PAGE:
■ ■ ■ ■

Real-time oversight into the pulse of talent is possible with rich multichannel data and intelligent HCM tools. With predictive workforce analytics, finance leaders can develop informed resource allocation plans for engagement programs, recognition, wellness and retention risks.
3. Total Compensation Parity
Salary isn't the only aspect of total compensation that matters. In fact, according to the "The Evolution of Work 2.0" report by the ADP Research Institute¨, 46 percent of employees would consider moving to a new job that paid the same or less. To make matters even more complex, the value placed on compensation and benefits offerings varies by demographic, and demographic attitudes are shifting quickly.
Competition in a complex talent climate requires listening actively with workforce analytics. With better surveying and multi-sourced insights, finance leaders can understand how the value of compensation, benefits pricing, flexibility and culture stack up for internal talent.

■ ■ ■ ■

THE TASKS:
A: Gather every line of the rows below that contains the string "shorts", treating uppercase and lowercase as different.
B: Carry on with the workforce analytics passage above, starting right after its final sentence.
The passage and the rows below have no connection to each other.

■ ■ ■ ■

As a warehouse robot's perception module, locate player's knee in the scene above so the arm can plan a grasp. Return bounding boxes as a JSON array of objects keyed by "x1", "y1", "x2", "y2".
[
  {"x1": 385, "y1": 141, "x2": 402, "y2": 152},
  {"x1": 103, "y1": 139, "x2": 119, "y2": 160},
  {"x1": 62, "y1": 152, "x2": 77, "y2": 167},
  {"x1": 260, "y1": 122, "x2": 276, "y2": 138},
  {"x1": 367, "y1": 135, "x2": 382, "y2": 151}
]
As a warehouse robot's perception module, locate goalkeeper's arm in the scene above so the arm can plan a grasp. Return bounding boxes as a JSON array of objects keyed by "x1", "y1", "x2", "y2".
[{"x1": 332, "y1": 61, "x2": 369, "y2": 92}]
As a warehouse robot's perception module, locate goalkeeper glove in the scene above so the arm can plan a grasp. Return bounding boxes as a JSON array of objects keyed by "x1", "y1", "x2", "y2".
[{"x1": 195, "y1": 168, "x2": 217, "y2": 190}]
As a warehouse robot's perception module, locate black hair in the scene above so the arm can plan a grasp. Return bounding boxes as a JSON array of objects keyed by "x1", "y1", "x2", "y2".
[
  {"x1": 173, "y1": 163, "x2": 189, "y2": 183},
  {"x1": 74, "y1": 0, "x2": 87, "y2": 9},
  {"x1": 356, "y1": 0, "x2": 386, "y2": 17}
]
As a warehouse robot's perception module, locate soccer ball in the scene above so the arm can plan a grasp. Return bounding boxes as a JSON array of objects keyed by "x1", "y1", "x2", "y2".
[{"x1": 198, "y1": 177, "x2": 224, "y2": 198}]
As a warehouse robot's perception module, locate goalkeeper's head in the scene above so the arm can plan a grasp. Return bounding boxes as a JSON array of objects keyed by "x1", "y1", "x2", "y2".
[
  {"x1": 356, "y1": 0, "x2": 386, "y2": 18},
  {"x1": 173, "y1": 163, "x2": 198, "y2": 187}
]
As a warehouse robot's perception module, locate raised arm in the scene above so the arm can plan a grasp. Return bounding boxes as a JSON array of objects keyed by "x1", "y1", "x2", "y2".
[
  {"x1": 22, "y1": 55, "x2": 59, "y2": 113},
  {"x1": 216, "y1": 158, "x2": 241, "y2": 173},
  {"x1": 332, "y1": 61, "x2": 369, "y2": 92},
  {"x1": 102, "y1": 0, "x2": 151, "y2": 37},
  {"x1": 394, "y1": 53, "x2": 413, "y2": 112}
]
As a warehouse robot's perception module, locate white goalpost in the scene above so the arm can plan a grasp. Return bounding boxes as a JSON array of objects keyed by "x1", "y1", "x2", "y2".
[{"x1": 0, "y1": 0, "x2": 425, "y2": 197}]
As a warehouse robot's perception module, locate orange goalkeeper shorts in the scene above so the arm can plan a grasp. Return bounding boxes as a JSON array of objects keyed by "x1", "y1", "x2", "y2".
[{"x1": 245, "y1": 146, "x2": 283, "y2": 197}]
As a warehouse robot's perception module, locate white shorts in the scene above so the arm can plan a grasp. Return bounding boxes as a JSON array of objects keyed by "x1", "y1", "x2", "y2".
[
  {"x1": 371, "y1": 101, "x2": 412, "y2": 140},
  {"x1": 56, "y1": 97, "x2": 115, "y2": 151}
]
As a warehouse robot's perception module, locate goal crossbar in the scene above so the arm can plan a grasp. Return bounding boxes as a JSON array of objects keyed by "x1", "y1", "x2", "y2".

■ ■ ■ ■

EXPECTED RESULTS:
A:
As a warehouse robot's perception module, locate orange goalkeeper shorts in the scene above so the arm can plan a grasp. Return bounding boxes as a JSON array of objects keyed by "x1", "y1", "x2", "y2".
As a warehouse robot's perception module, locate white shorts in the scene above so the arm can plan a grasp. Return bounding boxes as a JSON array of objects keyed by "x1", "y1", "x2", "y2".

B:
While it's apparent that workforce analytics can reduce retention- and compensation-based risks, there's also evidence in support of the ROI of big HR data. "Taking Your Talent Further" details how a major tire manufacturer achieved a 7 percent reduction in new hire turnover with a partnered focus on data and technology that supported strategic finance and HR decision-making. With robust people insights, C-suite leadership can build a competitive employee experience and unlock parity in compensation and benefits.